__WORK TO DO__
Find the line that contains "[mask] rear tire -> every instance". Then set down that line and all the lines after it, to the end of the records, exactly and with nothing added.

## Start

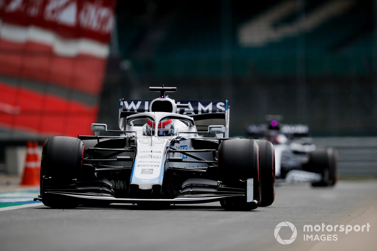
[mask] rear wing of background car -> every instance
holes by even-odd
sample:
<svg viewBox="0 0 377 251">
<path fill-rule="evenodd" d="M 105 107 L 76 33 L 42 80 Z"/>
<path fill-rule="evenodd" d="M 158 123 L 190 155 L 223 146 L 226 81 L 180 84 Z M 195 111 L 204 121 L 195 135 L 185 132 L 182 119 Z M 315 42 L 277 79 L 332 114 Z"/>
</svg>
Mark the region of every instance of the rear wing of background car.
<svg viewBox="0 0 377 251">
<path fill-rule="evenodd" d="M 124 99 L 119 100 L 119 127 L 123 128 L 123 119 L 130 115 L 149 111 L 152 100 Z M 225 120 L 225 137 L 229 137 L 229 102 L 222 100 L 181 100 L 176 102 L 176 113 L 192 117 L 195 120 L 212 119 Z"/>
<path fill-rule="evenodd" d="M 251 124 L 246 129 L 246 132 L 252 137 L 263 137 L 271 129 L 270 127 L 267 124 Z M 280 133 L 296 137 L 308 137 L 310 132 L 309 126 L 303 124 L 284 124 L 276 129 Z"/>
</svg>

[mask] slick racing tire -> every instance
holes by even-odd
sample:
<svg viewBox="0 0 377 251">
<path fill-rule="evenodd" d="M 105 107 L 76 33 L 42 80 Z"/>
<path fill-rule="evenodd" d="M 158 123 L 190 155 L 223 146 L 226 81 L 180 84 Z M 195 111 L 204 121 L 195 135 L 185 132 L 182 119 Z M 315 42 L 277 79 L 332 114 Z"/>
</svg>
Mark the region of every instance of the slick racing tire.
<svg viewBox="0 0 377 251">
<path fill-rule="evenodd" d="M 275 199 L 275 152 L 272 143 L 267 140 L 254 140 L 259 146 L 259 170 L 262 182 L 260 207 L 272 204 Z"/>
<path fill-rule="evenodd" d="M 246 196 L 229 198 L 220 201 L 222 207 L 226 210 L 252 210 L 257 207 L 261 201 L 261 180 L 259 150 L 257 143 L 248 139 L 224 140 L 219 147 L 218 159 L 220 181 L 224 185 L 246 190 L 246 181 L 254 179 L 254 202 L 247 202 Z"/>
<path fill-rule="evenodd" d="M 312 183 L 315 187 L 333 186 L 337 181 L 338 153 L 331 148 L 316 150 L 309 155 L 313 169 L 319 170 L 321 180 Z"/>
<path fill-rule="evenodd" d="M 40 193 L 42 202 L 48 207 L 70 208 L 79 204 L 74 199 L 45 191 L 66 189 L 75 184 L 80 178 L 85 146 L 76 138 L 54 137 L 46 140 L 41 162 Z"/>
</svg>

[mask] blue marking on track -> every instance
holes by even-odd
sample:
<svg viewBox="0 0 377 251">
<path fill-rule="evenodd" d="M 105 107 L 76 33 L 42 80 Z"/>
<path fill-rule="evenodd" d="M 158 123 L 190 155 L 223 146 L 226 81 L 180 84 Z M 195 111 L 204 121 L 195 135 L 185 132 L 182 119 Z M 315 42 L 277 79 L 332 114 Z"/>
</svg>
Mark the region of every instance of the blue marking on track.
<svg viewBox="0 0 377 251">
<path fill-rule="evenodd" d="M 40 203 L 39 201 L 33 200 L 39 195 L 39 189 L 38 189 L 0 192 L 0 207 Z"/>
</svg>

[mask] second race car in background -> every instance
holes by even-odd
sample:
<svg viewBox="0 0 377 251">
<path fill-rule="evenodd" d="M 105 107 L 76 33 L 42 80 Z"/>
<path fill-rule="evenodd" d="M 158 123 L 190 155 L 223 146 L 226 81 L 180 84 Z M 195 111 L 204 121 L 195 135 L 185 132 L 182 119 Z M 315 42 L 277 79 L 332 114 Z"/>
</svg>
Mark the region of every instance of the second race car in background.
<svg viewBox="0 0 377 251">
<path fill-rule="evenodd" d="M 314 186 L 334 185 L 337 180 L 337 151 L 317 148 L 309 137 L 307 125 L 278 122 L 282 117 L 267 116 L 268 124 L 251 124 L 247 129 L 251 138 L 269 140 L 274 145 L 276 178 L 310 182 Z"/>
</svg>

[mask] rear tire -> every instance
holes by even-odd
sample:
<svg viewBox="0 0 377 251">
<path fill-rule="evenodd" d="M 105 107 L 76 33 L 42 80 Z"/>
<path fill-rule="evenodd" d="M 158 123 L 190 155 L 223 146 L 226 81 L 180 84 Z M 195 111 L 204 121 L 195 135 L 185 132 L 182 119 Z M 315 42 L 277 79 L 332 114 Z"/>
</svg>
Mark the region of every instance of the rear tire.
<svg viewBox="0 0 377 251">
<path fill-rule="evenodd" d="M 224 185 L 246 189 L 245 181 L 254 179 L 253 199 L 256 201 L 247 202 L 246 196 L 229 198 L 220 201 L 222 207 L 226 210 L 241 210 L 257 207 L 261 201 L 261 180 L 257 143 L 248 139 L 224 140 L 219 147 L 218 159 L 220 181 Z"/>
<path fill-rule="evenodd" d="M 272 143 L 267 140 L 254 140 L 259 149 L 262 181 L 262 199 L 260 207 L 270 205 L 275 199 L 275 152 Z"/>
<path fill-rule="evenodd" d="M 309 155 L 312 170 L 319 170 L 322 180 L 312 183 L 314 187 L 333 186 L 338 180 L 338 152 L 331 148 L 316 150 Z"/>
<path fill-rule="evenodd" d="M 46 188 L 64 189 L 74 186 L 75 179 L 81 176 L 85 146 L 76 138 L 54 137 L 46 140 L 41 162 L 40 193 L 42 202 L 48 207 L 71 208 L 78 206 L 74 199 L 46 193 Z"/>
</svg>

## End

__RESPONSE BELOW__
[mask] rear tire -> every instance
holes by even-odd
sample:
<svg viewBox="0 0 377 251">
<path fill-rule="evenodd" d="M 105 107 L 76 33 L 42 80 Z"/>
<path fill-rule="evenodd" d="M 158 123 L 190 155 L 223 146 L 226 81 L 180 84 Z M 195 111 L 204 121 L 195 135 L 185 132 L 182 119 Z M 315 42 L 277 79 L 332 114 Z"/>
</svg>
Mark the region of every instance of the rear tire.
<svg viewBox="0 0 377 251">
<path fill-rule="evenodd" d="M 224 185 L 246 189 L 245 181 L 254 179 L 253 199 L 256 201 L 247 202 L 246 196 L 229 198 L 220 201 L 222 207 L 226 210 L 241 210 L 257 207 L 261 201 L 261 180 L 257 143 L 248 139 L 224 140 L 219 147 L 218 159 L 220 181 Z"/>
<path fill-rule="evenodd" d="M 272 143 L 267 140 L 254 140 L 259 149 L 262 181 L 262 199 L 260 207 L 270 205 L 275 199 L 275 152 Z"/>
<path fill-rule="evenodd" d="M 309 155 L 312 170 L 319 170 L 322 180 L 312 183 L 314 187 L 333 186 L 338 180 L 338 152 L 331 148 L 316 150 Z"/>
<path fill-rule="evenodd" d="M 46 188 L 64 189 L 74 186 L 75 179 L 81 176 L 85 146 L 76 138 L 54 137 L 46 140 L 41 162 L 40 193 L 42 202 L 48 207 L 71 208 L 78 206 L 74 199 L 46 193 Z"/>
</svg>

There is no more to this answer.